(Saved entries)
──────────────────────────────
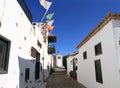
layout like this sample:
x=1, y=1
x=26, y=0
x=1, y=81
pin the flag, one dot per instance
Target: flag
x=50, y=22
x=45, y=4
x=50, y=28
x=49, y=16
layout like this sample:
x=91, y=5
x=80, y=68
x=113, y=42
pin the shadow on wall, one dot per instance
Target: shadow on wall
x=29, y=74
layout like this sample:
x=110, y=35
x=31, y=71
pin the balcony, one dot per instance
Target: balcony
x=25, y=9
x=51, y=49
x=52, y=38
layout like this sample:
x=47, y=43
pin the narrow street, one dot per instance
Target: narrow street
x=59, y=79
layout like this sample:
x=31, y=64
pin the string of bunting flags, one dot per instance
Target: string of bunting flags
x=49, y=21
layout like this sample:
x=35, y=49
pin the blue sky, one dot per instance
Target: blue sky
x=74, y=19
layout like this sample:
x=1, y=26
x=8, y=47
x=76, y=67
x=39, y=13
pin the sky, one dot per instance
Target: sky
x=73, y=19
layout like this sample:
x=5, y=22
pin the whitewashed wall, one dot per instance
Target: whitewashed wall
x=69, y=64
x=59, y=61
x=109, y=61
x=16, y=27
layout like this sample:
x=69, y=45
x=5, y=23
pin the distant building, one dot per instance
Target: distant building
x=99, y=55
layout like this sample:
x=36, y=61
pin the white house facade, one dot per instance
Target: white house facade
x=59, y=60
x=24, y=58
x=99, y=55
x=72, y=59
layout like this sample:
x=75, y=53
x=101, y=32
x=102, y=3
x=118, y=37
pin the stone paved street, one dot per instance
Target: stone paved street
x=59, y=79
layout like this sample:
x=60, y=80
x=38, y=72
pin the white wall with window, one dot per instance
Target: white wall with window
x=101, y=68
x=59, y=60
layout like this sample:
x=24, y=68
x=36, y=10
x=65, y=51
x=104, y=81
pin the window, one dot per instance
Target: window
x=98, y=49
x=85, y=55
x=27, y=73
x=98, y=71
x=4, y=55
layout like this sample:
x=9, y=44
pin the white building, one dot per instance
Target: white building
x=99, y=55
x=24, y=57
x=72, y=62
x=59, y=60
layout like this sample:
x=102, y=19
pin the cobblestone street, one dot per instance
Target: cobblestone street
x=59, y=79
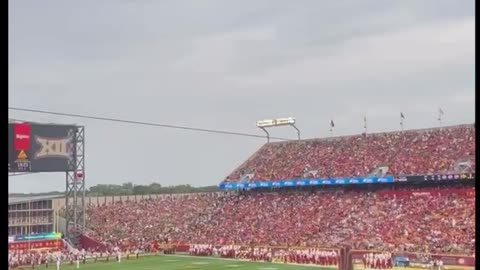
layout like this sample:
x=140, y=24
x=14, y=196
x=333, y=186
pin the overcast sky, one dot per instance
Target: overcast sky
x=224, y=65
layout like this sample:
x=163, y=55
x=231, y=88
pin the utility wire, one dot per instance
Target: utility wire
x=20, y=174
x=146, y=123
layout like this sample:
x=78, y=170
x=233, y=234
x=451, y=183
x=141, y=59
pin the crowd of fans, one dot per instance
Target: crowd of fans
x=362, y=219
x=404, y=153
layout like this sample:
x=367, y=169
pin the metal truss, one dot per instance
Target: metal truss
x=75, y=187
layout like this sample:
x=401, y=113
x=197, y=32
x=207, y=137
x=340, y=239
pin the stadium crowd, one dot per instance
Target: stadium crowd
x=419, y=222
x=404, y=153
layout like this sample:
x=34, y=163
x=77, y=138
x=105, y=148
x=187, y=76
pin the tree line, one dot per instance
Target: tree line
x=129, y=189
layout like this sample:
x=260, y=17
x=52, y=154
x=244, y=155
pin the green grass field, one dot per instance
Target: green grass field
x=177, y=262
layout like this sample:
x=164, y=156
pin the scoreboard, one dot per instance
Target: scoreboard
x=41, y=147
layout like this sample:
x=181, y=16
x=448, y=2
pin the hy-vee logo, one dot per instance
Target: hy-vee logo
x=53, y=148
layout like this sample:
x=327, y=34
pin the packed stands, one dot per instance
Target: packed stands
x=426, y=220
x=410, y=152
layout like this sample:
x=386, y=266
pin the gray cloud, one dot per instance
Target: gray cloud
x=219, y=64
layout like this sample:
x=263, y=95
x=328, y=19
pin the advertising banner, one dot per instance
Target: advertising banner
x=307, y=182
x=35, y=245
x=41, y=148
x=37, y=237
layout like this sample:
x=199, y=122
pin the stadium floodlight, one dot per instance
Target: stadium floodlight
x=278, y=122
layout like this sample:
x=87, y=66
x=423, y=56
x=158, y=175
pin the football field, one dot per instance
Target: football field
x=175, y=262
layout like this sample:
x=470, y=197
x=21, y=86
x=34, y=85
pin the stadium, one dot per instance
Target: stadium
x=367, y=201
x=249, y=135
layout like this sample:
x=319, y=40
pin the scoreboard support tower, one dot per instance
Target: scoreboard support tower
x=75, y=189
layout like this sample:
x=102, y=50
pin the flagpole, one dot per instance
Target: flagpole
x=365, y=124
x=29, y=231
x=401, y=121
x=331, y=128
x=440, y=114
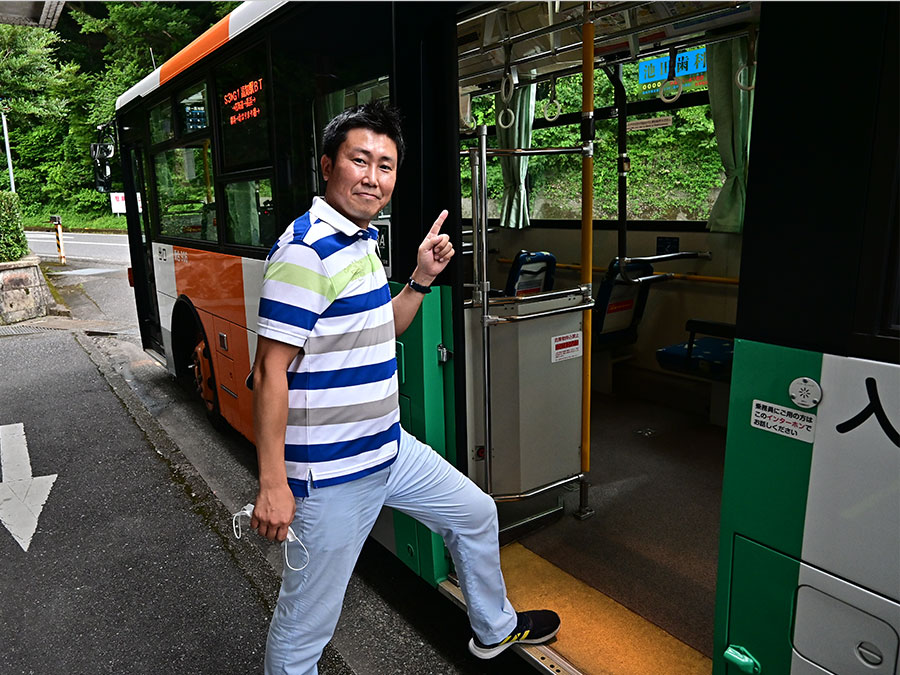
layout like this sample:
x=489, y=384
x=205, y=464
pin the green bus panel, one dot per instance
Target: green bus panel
x=766, y=479
x=422, y=413
x=763, y=588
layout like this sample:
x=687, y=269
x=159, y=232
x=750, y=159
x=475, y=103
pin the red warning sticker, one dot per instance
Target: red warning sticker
x=566, y=346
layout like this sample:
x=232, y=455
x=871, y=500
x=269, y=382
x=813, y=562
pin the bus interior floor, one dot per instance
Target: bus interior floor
x=652, y=544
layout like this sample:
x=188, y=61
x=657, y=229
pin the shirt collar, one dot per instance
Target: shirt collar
x=323, y=211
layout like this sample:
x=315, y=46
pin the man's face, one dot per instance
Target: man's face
x=361, y=178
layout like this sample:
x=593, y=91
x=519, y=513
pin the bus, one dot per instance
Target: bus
x=670, y=348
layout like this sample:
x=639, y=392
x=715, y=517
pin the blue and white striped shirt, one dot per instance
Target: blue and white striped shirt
x=326, y=292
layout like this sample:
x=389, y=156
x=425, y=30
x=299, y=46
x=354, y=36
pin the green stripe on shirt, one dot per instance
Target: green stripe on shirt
x=302, y=277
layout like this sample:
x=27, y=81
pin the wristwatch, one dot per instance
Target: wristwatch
x=417, y=287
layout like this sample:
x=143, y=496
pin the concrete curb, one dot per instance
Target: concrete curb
x=23, y=290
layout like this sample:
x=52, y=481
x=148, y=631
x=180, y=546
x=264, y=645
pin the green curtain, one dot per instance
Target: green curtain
x=514, y=210
x=731, y=109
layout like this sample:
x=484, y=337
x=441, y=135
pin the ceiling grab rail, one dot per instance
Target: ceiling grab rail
x=673, y=56
x=751, y=61
x=507, y=91
x=622, y=259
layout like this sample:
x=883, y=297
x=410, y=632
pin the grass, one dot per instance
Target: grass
x=75, y=222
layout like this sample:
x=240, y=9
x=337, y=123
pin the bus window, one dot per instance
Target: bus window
x=242, y=88
x=250, y=213
x=184, y=184
x=161, y=122
x=193, y=111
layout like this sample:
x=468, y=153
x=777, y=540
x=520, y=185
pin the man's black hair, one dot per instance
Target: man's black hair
x=380, y=118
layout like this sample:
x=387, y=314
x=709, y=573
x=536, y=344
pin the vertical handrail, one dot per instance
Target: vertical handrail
x=587, y=223
x=484, y=288
x=475, y=166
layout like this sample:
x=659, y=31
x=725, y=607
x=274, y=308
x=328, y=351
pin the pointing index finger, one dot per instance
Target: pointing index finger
x=436, y=228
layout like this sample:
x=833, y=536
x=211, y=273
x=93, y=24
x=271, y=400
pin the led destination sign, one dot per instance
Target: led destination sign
x=243, y=102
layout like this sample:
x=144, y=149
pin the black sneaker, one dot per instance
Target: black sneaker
x=533, y=628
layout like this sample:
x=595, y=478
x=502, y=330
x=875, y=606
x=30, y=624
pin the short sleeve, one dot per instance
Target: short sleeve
x=296, y=290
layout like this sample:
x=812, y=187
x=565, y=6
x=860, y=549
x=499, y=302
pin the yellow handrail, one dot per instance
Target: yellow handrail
x=731, y=281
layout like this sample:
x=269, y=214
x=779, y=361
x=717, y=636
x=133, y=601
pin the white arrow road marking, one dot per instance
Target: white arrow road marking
x=22, y=497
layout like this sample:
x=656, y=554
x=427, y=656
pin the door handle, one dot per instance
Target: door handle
x=742, y=660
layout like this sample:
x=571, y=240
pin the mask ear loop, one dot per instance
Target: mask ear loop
x=290, y=538
x=248, y=511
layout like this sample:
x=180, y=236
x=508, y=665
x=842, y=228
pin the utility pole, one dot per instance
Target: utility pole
x=12, y=182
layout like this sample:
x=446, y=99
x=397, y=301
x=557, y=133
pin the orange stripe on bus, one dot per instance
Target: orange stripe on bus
x=207, y=43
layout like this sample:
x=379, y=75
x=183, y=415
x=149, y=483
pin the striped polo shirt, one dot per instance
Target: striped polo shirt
x=325, y=291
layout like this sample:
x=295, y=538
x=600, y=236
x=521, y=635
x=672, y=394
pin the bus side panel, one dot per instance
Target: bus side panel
x=764, y=490
x=213, y=282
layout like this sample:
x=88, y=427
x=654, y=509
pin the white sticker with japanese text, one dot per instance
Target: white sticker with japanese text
x=564, y=347
x=796, y=424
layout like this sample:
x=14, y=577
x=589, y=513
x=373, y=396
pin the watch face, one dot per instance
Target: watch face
x=419, y=287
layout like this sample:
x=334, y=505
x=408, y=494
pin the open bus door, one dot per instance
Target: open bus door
x=140, y=240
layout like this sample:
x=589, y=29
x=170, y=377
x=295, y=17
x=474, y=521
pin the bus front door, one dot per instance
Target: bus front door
x=140, y=243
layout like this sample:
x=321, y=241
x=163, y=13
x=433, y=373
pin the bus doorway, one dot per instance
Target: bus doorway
x=140, y=244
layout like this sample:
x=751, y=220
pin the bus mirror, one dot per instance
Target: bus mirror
x=102, y=150
x=102, y=176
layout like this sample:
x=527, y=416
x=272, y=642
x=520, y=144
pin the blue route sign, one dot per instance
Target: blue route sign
x=686, y=63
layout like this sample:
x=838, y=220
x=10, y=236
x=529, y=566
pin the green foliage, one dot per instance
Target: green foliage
x=13, y=244
x=58, y=86
x=675, y=171
x=73, y=221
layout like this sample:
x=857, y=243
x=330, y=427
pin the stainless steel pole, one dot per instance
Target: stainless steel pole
x=12, y=182
x=475, y=166
x=484, y=291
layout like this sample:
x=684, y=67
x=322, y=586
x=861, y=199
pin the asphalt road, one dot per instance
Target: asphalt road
x=110, y=248
x=132, y=567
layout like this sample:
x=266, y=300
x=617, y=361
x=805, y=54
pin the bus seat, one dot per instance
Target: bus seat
x=620, y=306
x=531, y=272
x=709, y=357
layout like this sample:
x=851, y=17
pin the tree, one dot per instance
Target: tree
x=37, y=93
x=138, y=37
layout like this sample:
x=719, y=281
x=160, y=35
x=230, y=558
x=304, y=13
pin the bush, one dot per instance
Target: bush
x=13, y=244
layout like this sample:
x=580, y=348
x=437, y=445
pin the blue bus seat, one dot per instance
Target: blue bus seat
x=619, y=305
x=531, y=272
x=709, y=357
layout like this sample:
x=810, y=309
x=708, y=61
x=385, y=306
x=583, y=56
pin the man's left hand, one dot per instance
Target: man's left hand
x=434, y=252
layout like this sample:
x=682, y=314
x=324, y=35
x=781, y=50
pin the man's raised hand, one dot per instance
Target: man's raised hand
x=435, y=252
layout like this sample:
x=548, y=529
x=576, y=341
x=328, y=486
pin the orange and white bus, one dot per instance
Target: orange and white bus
x=714, y=401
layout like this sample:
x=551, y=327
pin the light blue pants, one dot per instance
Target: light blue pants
x=333, y=523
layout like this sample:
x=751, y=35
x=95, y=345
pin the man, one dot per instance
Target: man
x=331, y=450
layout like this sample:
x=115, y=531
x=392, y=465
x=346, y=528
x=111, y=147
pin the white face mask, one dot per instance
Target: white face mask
x=248, y=512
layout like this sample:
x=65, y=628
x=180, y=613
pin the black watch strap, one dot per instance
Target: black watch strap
x=417, y=287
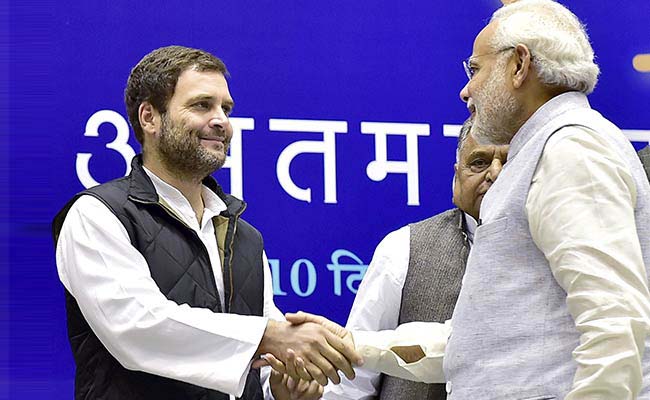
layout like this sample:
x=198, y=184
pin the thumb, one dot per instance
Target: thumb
x=299, y=318
x=259, y=363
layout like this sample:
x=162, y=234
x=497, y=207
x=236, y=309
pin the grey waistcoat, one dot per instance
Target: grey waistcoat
x=644, y=155
x=438, y=252
x=512, y=334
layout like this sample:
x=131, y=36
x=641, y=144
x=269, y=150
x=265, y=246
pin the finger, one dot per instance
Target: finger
x=325, y=367
x=276, y=377
x=314, y=391
x=259, y=363
x=302, y=317
x=296, y=373
x=300, y=366
x=276, y=364
x=316, y=373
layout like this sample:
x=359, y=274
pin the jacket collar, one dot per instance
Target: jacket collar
x=142, y=189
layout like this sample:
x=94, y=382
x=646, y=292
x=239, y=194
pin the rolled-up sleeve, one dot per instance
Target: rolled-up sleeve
x=136, y=323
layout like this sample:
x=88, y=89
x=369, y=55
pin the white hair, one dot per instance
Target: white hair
x=557, y=40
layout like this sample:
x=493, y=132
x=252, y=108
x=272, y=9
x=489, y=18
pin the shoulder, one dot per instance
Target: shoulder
x=443, y=220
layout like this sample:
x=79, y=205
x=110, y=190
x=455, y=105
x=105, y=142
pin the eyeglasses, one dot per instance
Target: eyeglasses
x=469, y=69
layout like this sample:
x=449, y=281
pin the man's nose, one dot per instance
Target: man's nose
x=494, y=170
x=219, y=119
x=464, y=93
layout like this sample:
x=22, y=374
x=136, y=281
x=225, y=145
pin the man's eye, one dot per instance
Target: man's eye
x=478, y=165
x=203, y=105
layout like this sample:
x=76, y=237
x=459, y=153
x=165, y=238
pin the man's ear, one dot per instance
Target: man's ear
x=523, y=65
x=150, y=119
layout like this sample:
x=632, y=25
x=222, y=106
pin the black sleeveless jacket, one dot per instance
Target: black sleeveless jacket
x=180, y=266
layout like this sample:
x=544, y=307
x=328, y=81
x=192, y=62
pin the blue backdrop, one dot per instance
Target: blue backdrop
x=346, y=99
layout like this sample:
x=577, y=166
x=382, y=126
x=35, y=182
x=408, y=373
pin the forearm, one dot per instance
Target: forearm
x=378, y=350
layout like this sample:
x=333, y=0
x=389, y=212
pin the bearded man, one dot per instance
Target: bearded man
x=168, y=290
x=555, y=301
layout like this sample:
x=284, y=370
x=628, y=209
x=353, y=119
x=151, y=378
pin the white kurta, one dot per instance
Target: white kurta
x=136, y=323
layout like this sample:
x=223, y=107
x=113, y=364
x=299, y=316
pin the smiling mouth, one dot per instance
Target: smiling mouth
x=213, y=138
x=471, y=107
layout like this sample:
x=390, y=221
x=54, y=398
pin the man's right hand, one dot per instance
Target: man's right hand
x=323, y=352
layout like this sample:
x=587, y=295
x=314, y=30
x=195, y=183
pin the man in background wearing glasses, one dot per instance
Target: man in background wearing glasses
x=555, y=301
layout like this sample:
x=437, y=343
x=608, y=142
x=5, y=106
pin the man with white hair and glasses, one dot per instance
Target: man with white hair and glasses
x=554, y=302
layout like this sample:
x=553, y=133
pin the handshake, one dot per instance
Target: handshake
x=305, y=352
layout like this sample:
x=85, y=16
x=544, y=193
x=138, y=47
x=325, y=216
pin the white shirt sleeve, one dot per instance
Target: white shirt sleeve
x=376, y=307
x=375, y=348
x=143, y=330
x=581, y=215
x=272, y=312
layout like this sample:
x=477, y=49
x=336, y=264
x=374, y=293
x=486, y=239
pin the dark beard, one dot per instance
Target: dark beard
x=181, y=152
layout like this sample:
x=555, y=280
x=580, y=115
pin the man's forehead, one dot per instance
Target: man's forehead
x=482, y=41
x=471, y=146
x=196, y=83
──────────────────────────────
ASSIGNMENT:
The stretch of entries above that starts with the line containing "x=79, y=205" and goes on through the line containing "x=486, y=239" is to be transcribed exactly, and no other line is to be transcribed.

SOLUTION FOR THIS EXERCISE:
x=79, y=205
x=110, y=190
x=455, y=105
x=105, y=142
pin the eyeglasses, one dot per instance
Target: eyeglasses
x=469, y=69
layout like this sample:
x=449, y=281
pin the man's nose, one dot per instance
Target: man's nose
x=494, y=170
x=219, y=119
x=464, y=93
layout like this sample:
x=22, y=374
x=136, y=281
x=225, y=145
pin the man's eye, one dot per instance
Target: man's eye
x=478, y=165
x=203, y=105
layout like this sample:
x=76, y=237
x=459, y=153
x=165, y=238
pin the man's ear, one dot per instance
Target: man's ear
x=523, y=65
x=150, y=119
layout like this sample:
x=632, y=25
x=222, y=106
pin the black sleeveless jacket, one dot per instance
Target: black sleeveless jacket
x=180, y=266
layout like this sample:
x=544, y=307
x=328, y=81
x=192, y=62
pin the blue backdrop, one dot per instance
Target: blue backdrop
x=346, y=99
layout like this sample:
x=577, y=166
x=382, y=126
x=35, y=182
x=408, y=373
pin the forearm, one dot per instance
Target: forearm
x=378, y=350
layout like this sample:
x=333, y=0
x=389, y=212
pin the bearded man, one dot per instance
Target: bearded man
x=168, y=290
x=555, y=301
layout like this sample:
x=284, y=370
x=628, y=209
x=353, y=119
x=151, y=378
pin the white kurta, one dot per instance
Target: white kurta
x=136, y=323
layout like this sample:
x=223, y=107
x=113, y=364
x=299, y=316
pin the smiling mouth, one dot per instance
Target: smiling mouth
x=213, y=138
x=471, y=107
layout like this sample:
x=390, y=221
x=54, y=398
pin the man's right hand, one dot per instance
Target: man's right hand
x=323, y=352
layout like this sample:
x=587, y=295
x=314, y=30
x=195, y=183
pin the man in background wearing glasses, one dot per instance
Target: man in background wearing glasses
x=555, y=301
layout like this sample:
x=437, y=343
x=608, y=142
x=5, y=106
pin the man with white hair and glasses, one dot per instance
Target: man with white hair and glasses
x=554, y=302
layout like this sample:
x=553, y=133
pin the handshake, one dot per instance
Target: handshake
x=305, y=352
layout like this sample:
x=85, y=16
x=544, y=193
x=138, y=47
x=325, y=216
pin the white shirt sleeve, one dot per instance
Target: white shirt sleeve
x=376, y=307
x=375, y=348
x=143, y=330
x=581, y=215
x=272, y=312
layout like this sample:
x=477, y=49
x=336, y=264
x=374, y=293
x=486, y=239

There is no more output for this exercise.